**What needs to be done:**
Every record that appears below should be transcribed exactly.

----- Provided data -----

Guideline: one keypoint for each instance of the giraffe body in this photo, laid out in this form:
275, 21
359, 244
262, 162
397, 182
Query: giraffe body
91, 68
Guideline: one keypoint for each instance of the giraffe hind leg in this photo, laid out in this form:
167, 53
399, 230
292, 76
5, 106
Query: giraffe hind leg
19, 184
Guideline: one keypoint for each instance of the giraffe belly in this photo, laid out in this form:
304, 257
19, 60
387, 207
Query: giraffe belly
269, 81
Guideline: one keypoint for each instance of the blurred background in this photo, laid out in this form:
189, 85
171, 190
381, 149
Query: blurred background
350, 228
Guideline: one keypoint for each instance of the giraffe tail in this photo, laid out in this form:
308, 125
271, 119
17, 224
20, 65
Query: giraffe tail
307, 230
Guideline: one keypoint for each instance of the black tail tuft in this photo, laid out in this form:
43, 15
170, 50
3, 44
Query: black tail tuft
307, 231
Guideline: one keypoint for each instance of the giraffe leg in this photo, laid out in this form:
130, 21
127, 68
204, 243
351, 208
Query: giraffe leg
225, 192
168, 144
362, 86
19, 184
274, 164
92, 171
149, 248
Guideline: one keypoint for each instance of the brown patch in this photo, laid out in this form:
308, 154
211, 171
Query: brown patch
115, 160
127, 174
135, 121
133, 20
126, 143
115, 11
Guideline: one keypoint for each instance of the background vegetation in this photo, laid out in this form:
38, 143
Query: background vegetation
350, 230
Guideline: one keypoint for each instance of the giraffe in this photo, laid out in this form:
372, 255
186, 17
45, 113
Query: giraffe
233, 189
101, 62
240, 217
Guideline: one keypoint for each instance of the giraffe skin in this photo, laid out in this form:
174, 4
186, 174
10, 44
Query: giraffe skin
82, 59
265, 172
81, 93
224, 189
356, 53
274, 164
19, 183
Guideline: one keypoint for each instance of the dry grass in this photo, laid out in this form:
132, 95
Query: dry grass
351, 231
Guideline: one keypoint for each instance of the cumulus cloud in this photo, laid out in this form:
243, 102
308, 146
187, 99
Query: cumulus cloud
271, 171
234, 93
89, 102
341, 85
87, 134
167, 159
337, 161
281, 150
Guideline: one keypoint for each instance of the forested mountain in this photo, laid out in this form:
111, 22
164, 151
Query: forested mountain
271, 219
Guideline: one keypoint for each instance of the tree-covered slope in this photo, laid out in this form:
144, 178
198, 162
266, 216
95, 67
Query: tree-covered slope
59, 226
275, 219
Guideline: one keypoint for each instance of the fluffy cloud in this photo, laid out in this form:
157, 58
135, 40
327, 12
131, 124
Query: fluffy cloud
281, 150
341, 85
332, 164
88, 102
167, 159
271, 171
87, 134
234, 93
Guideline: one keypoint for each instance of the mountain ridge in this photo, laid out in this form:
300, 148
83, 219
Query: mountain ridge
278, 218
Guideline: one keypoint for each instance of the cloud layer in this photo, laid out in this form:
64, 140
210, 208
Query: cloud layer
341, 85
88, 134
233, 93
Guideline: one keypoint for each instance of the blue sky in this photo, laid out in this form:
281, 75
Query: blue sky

-----

**Reply:**
Guideline: one keypoint for each instance of the giraffe body in this photo, laid out in this form:
275, 21
359, 244
262, 162
397, 182
Query: giraffe body
91, 68
Guideline: one keypoint for each instance of the giraffe hind leg in this photo, laid out in this form:
167, 53
399, 230
292, 76
5, 106
Query: giraffe hind leg
19, 184
Guideline: one keypoint for each instance of the giraffe belly in this photo, laid out in this form:
304, 257
19, 60
387, 207
Query: giraffe belly
269, 81
Guideline: one keypoint for each instance of the blurred background in this photo, laid out in this form:
189, 85
171, 190
381, 149
Query: blurred background
350, 228
Guideline: one keypoint for each instance of the giraffe tail in this photo, laid out in this form:
308, 125
271, 119
17, 224
20, 65
Query: giraffe tail
307, 230
Guideline: one keypoint for each instance of the black tail tuft in this photo, laid out in this form:
43, 15
170, 50
3, 44
Query: black tail tuft
307, 231
Guideline: one keypoint for each instance of the giraffe leg in this photo, laid out in this form:
130, 21
127, 68
204, 243
351, 208
Query: giraffe leg
225, 192
168, 144
362, 86
19, 184
274, 164
92, 171
149, 248
Guideline: one keypoint for each instance of the brown patch in this photo, laid out in this form:
308, 154
211, 171
Query: brown patch
115, 160
127, 174
135, 121
133, 20
126, 143
115, 11
Guideline: one keypoint for each instance of the background vegetation in this photo, laid out in this form:
38, 143
Query: background vegetation
350, 230
Guideline: one keypoint for each instance of the giraffe in this photo, laid out in this form:
372, 255
186, 17
45, 113
Query: giraffe
233, 189
101, 62
240, 217
Guideline: one keypoint for each instance of the giraffe skin in this photo, laid out in this form:
174, 4
186, 174
10, 44
Query: giraffe skin
82, 59
265, 172
81, 93
224, 189
356, 53
274, 164
19, 183
Guideline: one keypoint for each instance of the dry grass in this photo, laid out in this form:
132, 95
Query: dry grass
351, 231
Guideline: one keypoint for each instance of the cumulus cloud in this photo, laid out in this form:
243, 102
308, 146
187, 99
Query: cumulus cloud
271, 171
234, 93
89, 102
341, 85
87, 134
167, 159
337, 161
281, 150
Guideline: one keypoint for each instance of the forested mountain in this photo, laid out in this form:
111, 22
164, 151
Query: forested mountain
271, 219
Guideline: one keypoint for each instance of the tree-covered slope in this photo, laid out in this form:
144, 178
198, 162
266, 216
95, 67
Query: tree-covered slope
59, 226
275, 219
Guideline: one keypoint for each instance of the fluffy cloud in this photo, laid out in this form:
157, 58
135, 40
327, 12
131, 124
Query: fluffy cloud
281, 150
341, 85
332, 164
88, 102
167, 159
271, 171
87, 134
234, 93
Guideline: one keypoint for each instance of the mountain ridge in this photo, laid out in this form:
300, 148
83, 219
Query: mountain ridge
278, 218
Guideline: one keypoint for each instance of the cloud layer in this photo, laid out in this form:
64, 140
210, 208
Query: cloud layer
341, 85
88, 134
233, 93
Guideline: one keypoint for each instance of the blue sky in this photo, laid out in this form:
281, 75
Query: blue sky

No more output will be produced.